# Your instructions
Copy out the lines below verbatim, beginning at the line that has "Exercise. Mark every instance of the distant" and stopping after the line that has "[(350, 155)]".

[Rows from a pointing dataset]
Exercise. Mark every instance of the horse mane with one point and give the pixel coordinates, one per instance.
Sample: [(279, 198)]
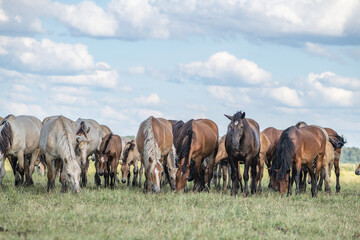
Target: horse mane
[(6, 136), (284, 153), (66, 150), (183, 149), (127, 150), (82, 129), (106, 143), (337, 141), (151, 147)]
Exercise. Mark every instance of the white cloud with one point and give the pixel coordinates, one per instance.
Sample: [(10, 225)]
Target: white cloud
[(226, 69), (320, 51), (152, 99), (322, 85), (45, 56), (286, 96)]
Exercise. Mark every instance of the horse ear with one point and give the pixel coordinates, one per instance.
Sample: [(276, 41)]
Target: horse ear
[(229, 117)]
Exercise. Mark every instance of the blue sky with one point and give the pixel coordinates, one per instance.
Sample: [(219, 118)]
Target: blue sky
[(121, 61)]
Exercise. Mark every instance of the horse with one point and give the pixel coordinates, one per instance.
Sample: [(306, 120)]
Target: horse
[(19, 142), (109, 156), (297, 147), (131, 157), (242, 144), (154, 140), (58, 142), (198, 140), (337, 142), (269, 137), (89, 135)]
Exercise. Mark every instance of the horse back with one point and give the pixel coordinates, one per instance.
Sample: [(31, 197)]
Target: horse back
[(206, 136)]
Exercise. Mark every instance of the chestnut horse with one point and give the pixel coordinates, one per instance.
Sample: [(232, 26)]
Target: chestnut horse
[(131, 157), (242, 144), (109, 156), (197, 140), (297, 147), (337, 142), (269, 137), (154, 140)]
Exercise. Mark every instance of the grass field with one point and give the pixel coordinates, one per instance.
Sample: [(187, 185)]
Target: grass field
[(126, 213)]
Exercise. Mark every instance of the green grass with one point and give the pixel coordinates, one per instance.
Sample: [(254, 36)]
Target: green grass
[(126, 213)]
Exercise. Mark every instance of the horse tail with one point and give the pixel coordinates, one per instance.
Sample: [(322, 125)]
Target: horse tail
[(186, 146), (6, 136), (284, 153), (337, 141), (66, 150), (151, 147)]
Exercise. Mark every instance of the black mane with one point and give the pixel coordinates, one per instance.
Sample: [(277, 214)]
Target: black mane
[(82, 129), (130, 148), (284, 153), (6, 137), (106, 143)]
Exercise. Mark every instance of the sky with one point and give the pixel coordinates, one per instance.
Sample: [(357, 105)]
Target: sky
[(121, 61)]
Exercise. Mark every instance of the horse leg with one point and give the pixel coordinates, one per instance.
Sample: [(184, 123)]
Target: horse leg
[(337, 173), (224, 173), (259, 175), (135, 172), (322, 176), (21, 161), (140, 173), (254, 162), (234, 176), (327, 178)]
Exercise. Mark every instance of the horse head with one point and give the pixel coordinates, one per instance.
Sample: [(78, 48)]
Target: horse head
[(236, 128), (128, 156), (73, 175)]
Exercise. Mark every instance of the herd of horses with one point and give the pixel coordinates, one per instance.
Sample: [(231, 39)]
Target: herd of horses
[(172, 152)]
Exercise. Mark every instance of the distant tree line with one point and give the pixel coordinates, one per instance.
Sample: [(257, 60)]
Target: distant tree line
[(350, 155)]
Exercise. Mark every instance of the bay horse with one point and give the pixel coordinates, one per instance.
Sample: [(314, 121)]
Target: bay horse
[(337, 142), (57, 142), (198, 140), (19, 142), (269, 138), (154, 140), (297, 148), (242, 144), (89, 134), (109, 156), (131, 157)]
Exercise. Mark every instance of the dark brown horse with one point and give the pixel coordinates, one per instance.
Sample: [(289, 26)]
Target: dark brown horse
[(154, 141), (198, 140), (297, 148), (131, 157), (242, 144), (269, 137), (109, 156)]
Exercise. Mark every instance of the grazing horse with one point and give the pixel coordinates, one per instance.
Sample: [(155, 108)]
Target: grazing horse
[(297, 147), (154, 140), (198, 140), (269, 137), (57, 142), (131, 157), (242, 144), (89, 135), (337, 142), (19, 141), (109, 156)]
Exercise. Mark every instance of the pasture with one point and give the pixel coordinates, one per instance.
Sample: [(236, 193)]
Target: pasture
[(127, 213)]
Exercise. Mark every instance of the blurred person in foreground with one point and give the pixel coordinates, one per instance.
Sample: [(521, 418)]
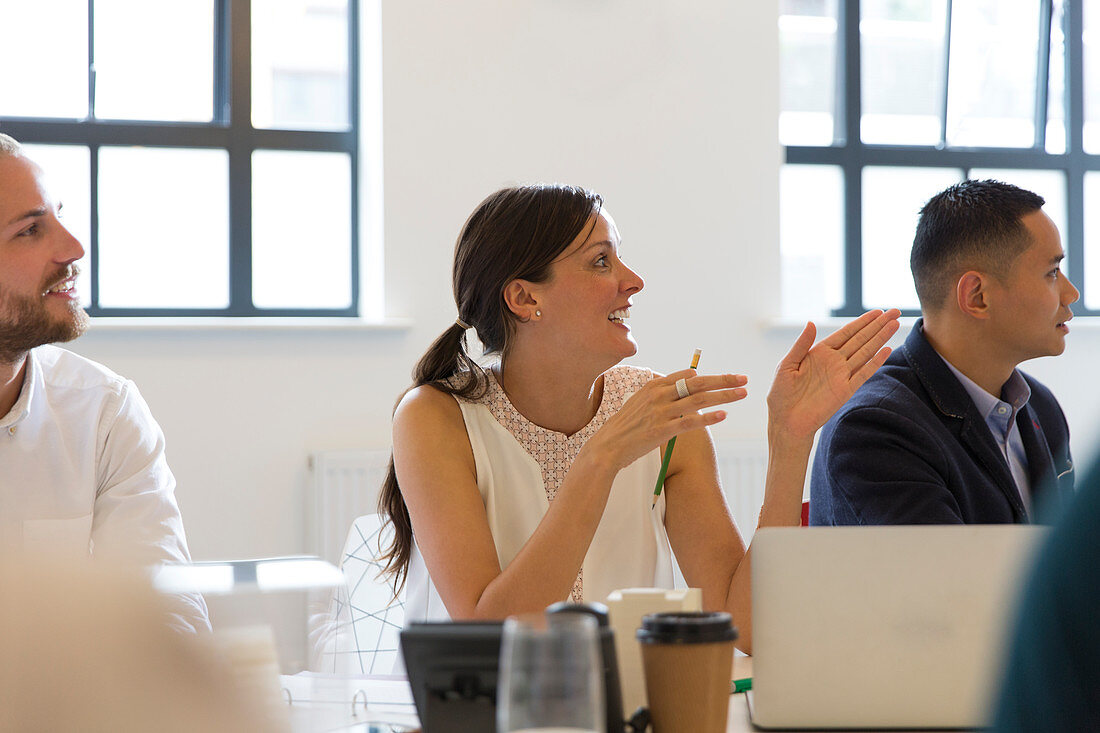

# Task result
Exercise. Mark every instance of the distant tree line with one point and give the pixel coordinates, one per instance.
Sample: [(257, 60)]
Target: distant tree line
[(350, 155)]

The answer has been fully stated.